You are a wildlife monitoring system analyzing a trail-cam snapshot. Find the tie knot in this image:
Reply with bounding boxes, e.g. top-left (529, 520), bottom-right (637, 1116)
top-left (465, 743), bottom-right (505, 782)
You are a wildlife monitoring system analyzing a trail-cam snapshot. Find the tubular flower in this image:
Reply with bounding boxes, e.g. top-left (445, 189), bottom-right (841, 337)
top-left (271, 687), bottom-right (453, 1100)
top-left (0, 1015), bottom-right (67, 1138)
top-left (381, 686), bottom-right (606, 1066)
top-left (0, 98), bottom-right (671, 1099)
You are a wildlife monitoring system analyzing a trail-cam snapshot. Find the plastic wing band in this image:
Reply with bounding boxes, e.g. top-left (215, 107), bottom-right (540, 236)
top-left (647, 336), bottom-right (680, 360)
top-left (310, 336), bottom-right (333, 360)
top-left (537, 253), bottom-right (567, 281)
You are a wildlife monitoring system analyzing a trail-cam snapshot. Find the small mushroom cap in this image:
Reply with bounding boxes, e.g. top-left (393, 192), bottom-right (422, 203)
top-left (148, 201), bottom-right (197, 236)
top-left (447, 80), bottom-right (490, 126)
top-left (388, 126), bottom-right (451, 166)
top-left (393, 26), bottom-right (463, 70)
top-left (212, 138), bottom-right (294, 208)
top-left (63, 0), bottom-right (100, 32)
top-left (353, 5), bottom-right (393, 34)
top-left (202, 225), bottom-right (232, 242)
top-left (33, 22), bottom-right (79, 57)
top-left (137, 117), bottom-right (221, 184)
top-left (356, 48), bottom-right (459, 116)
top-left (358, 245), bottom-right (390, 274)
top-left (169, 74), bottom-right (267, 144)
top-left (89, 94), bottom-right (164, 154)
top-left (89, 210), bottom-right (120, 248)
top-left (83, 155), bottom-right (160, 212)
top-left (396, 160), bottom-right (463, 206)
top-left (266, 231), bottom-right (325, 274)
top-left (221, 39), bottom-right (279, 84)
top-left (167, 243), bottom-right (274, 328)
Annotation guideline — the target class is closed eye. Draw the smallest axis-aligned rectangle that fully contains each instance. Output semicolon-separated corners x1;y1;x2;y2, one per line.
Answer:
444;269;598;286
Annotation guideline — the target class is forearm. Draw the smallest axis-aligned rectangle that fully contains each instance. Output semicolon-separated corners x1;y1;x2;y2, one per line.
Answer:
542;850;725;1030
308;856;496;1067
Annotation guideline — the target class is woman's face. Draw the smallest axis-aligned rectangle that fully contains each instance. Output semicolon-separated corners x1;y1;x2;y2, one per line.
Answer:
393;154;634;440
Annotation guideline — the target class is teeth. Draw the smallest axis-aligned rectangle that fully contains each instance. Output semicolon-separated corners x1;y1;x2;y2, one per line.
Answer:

★ ★ ★ ★ ★ ★ ★

→ What the task requires:
In the data from the start through the line containing "top-left (537, 253), bottom-right (567, 281)", swap every "snapshot" for "frame" and write out those lines with nothing else changed.

→ Answer:
You are a wildlife monitoring system analyzing a trail-cam frame. Find the tie knot in this image:
Reply with bounding boxes, e.g. top-left (529, 520), bottom-right (637, 1116)
top-left (465, 743), bottom-right (505, 782)
You are a wildlife monitoring system analyzing a trail-cam frame. Find the tubular flower in this image:
Reply with bounding boxes, e.g. top-left (445, 189), bottom-right (841, 337)
top-left (271, 687), bottom-right (453, 1100)
top-left (0, 1015), bottom-right (67, 1138)
top-left (381, 686), bottom-right (606, 1066)
top-left (0, 98), bottom-right (671, 1099)
You are a wildlife monitoring system analyzing a trail-cam frame. Find the plastic wing band in this image:
Reply with bounding boxes, e.g. top-left (215, 107), bottom-right (540, 236)
top-left (647, 336), bottom-right (680, 360)
top-left (310, 336), bottom-right (333, 360)
top-left (537, 253), bottom-right (567, 281)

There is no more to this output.